> [What you should do]
An exact copy of every record below is what's needed here.
--
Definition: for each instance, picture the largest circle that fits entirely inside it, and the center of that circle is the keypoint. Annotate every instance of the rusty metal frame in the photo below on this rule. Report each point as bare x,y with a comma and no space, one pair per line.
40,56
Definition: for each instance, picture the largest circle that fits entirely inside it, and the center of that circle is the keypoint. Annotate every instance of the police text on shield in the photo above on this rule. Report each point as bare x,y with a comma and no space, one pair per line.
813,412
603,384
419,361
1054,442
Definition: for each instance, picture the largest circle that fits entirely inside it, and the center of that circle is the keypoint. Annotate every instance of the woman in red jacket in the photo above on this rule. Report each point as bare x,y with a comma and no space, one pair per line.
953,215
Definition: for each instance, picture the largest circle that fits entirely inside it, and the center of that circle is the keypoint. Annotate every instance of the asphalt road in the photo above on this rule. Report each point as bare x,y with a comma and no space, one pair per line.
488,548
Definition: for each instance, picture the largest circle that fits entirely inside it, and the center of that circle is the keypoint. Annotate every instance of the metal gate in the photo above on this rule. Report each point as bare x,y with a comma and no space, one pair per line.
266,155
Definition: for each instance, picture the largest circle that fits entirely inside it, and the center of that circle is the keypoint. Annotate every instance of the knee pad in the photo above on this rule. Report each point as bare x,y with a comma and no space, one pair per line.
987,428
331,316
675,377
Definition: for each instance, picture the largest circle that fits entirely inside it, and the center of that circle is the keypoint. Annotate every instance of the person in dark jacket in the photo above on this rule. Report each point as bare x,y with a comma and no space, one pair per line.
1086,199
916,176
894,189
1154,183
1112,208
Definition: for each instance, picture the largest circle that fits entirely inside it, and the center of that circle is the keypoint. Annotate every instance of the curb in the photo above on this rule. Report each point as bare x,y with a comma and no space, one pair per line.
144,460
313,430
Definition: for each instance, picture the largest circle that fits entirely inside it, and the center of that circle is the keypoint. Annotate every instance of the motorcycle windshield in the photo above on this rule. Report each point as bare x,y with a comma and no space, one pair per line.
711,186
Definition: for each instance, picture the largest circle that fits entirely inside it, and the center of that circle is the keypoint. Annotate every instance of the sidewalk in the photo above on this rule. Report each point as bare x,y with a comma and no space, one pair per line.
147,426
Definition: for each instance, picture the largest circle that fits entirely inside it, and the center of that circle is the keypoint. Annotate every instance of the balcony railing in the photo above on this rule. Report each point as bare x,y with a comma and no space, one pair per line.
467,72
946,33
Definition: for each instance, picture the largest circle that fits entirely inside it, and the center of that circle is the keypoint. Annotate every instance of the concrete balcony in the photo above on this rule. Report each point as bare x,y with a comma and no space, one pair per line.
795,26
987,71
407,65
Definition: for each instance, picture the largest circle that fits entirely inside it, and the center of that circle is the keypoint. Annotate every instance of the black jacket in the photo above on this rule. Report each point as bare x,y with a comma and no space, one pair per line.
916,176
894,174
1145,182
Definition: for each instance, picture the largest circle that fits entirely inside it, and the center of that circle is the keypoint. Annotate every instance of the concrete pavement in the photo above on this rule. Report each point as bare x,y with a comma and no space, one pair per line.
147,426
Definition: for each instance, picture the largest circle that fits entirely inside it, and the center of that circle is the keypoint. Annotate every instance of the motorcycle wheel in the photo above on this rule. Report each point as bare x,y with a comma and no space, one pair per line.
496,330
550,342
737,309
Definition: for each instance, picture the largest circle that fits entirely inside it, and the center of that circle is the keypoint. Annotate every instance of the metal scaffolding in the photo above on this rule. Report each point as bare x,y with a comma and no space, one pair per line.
--
> [Written answer]
Definition: for each instance, picture the largest circle that fits entirely inside it, and the center of that circle is the keypoint. Annotate every instance of the rusty metal frame in the photo below on this rule. Report each point as bare x,y with a comma and no space, one pair per line.
40,56
Definition: for each instance, picture the largest circle that fits entirely inside it, and the center of that circle is the keypoint. Annotate every instance of the police text on shield in the photo above on this rule. Report each point as bare x,y with a comma and no space, one pair per line.
813,412
603,384
419,361
1054,442
Definition: for each instance, picture the largest circle that fits entirely inside it, and the center of that circle is the keypoint. Annotate every instance of the woman in red jacket in the photo above on this rule. Report each point as bare x,y with a comma and no space, one pair per line.
953,215
Definition: for each instance, picture the largest circle that fits entirely inside it, and the center of that circle is the keypoint. Annotate every instance of the asphalt road in the photo above on this rule. Report each point as bare x,y with a comma and no space, one pair per line.
488,548
Definition: for each instance, picture the largest circle that fits entirely inside it, and the center of that circle is the keypoint. Annotate every instance of the metal gate in the photo above on this rule. Report each point as bare x,y with a comma and no space, one pair per line.
266,155
Definition: for each instance, picture the largest circle that fits entirely inside it, and the center of that circle is the keypoint. Annotate every instance of the knee pad in the photo above on this rule. Report each point as bare x,y with a comma and no space, one pair per line.
987,428
331,316
675,377
Definition: for each instance, picture the largest circle that fits entirely inside it, and the center of that circle is the keypoint. Annotate every instance of the person in dark jacket in the photo above on this rule. Report each point as bare x,y with a comma and no space, one pair per line.
1086,199
916,176
894,189
1154,183
1112,208
Definition: for each instance, picture the largest circle that fits entirely inside it, and the center of that circle is the keypoint. Annotate every instance of the curb in the photo above on this rule. Report each point as bare x,y with a comma and no space, one pair per line.
144,460
313,430
Definition: for each instance, picture the largest circle that fits entirely inside it, and the center of that circle is the keypoint. Annotate every instance of the motorcycle windshield in the photo above on this rule. Report each point as bare x,y with a comma and no space, one pair per line.
711,186
Definition: for each instance, picture the largest circle that fits entirely inside it, and the center of that circle is the keypoint. Annotate every instance of the sidewalk in the photo above on this rule. Report each point as bare x,y with a comma and no space, one pair per line.
147,426
Definition: for each instance, picture the largest circle that fits entirely inside it, and the center of that circle is the keypoint. Annotate every instance of the balcony railing in the photo above on this rule. Report each point as bare x,y with a comma and no space, one pair per line.
467,72
946,33
Definition: for each instance, picture the largest circle that fits entirely inside it, and the center of that circle is the keypoint. Annotate every instance of the concrete balcony in the photo above on this rule. Report each point as bare x,y with a comma and no space, one pair per line.
795,26
987,71
407,65
Definition: for each instance, picture the largest circle that fits entirely inside it, and the center of that circle is the keypoint. Annotate every instance of the black jacket in the photo above on this rule. Report each point as bare x,y with a comma and no space, one pair per line.
916,176
894,174
1145,182
Definition: for each instance, picture the largest circle that fits entirely inside it, and the center of that circle is the keypoint. Annotate every instance of the concrete pavement in the photo above on this rule. Report each point as bare x,y with a comma and no space, one pair per line.
147,426
Definition: for each instance, picture the largest circle that fits entirely inside it, and the center of that circle is the keypoint. Annotate every instance of the motorcycle wheel in the photo above on this rule. Report each point as bare x,y with a comma and no space, one pair per line.
496,330
550,342
737,309
Definition: for each instance, picture the largest circle that fits entirely inside it, and the center of that circle is the keypoint. Annotate every instance of the metal scaffolding in the photo above on this rule. Report each point as bare x,y with a comma and no space, one pair per line.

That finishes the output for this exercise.